BEGIN Given records

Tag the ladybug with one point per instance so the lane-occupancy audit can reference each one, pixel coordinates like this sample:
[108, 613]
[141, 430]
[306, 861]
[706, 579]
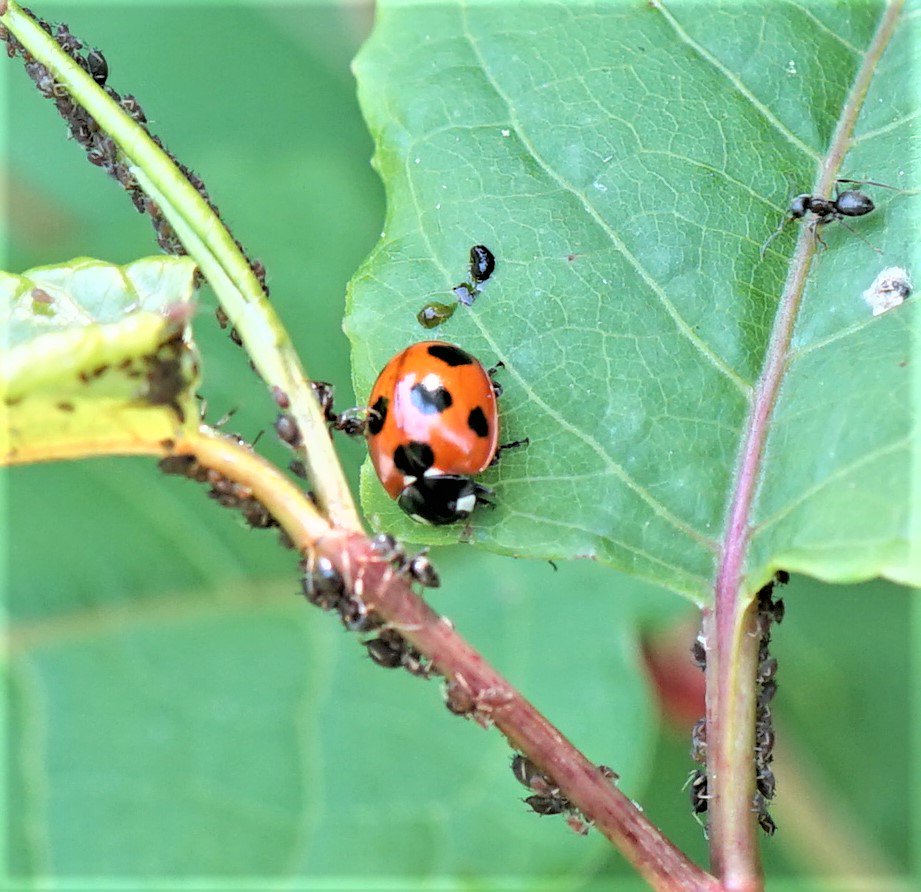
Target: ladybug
[433, 423]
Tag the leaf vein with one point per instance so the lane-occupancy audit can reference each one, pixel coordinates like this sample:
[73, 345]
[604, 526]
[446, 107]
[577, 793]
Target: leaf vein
[740, 87]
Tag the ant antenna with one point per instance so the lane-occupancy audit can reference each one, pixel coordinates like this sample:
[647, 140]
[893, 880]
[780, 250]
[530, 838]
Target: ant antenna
[868, 183]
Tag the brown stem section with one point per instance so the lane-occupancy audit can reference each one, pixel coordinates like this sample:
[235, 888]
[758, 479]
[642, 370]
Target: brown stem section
[732, 642]
[473, 687]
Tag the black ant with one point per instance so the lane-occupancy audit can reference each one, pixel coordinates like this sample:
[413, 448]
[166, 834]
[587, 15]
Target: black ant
[850, 203]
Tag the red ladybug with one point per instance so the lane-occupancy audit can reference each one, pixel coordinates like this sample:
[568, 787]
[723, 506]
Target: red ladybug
[433, 424]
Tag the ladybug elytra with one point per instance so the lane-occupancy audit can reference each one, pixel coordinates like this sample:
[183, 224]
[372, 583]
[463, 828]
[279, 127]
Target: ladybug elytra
[433, 423]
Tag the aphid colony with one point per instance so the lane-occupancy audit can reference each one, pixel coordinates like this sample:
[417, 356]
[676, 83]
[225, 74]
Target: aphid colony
[769, 612]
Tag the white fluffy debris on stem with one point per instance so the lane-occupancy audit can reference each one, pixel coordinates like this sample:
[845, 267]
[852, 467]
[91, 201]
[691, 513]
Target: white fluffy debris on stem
[889, 289]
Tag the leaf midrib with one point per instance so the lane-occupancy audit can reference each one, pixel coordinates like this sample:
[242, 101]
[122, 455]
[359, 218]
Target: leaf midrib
[738, 529]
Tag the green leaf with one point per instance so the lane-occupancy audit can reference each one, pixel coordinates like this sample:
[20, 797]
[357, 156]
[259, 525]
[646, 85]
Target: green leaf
[281, 769]
[96, 352]
[626, 163]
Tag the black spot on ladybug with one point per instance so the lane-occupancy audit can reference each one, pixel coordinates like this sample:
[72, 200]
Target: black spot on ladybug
[378, 415]
[450, 354]
[477, 422]
[414, 459]
[430, 402]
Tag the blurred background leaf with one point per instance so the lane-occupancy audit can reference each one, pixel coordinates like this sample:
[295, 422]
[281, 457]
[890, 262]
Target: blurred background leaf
[174, 710]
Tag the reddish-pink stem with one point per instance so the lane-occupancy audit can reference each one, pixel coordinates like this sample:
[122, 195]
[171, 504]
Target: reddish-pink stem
[474, 687]
[731, 637]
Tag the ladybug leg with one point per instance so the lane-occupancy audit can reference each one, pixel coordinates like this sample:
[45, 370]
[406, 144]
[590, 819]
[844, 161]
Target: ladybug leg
[481, 493]
[515, 444]
[496, 386]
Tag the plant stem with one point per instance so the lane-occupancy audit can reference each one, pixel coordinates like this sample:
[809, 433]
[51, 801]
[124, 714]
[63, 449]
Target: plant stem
[732, 640]
[490, 699]
[208, 241]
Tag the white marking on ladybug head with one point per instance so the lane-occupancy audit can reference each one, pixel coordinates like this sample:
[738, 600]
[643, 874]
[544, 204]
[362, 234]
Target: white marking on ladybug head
[466, 504]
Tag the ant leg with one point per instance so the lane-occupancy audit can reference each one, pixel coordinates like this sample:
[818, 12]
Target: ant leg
[855, 232]
[774, 235]
[515, 444]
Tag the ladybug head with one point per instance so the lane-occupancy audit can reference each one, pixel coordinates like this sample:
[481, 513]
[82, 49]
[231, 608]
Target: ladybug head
[442, 498]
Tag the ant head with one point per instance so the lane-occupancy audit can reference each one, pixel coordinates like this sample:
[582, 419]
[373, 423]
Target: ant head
[800, 205]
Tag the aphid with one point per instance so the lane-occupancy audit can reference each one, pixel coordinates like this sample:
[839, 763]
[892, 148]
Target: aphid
[384, 653]
[287, 429]
[421, 570]
[433, 424]
[698, 791]
[434, 314]
[98, 67]
[482, 263]
[767, 669]
[323, 584]
[529, 775]
[464, 294]
[699, 740]
[766, 782]
[699, 651]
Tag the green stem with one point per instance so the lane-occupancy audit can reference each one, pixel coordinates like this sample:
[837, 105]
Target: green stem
[210, 244]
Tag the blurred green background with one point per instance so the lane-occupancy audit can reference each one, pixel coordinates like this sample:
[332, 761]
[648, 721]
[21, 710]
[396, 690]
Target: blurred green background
[174, 710]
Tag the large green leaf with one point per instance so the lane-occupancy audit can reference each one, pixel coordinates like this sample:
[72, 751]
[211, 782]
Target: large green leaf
[247, 736]
[625, 163]
[95, 352]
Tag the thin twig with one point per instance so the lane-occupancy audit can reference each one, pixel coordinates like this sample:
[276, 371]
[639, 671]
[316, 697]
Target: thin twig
[208, 241]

END Given records

Your assignment:
With pictures removed, write out exactly each line of the entries from the first through the line that holds "Tag the leaf vein".

Answer for this exercise:
Tag the ladybug with one point per instance so the lane-occupancy audit can reference each one, pixel coordinates like this sample:
[108, 613]
[141, 430]
[306, 861]
[706, 579]
Target: ladybug
[433, 423]
Tag the leaf vein with one point per instance so the lane-occupancy audit can reference each one, pixel coordinates like this sample:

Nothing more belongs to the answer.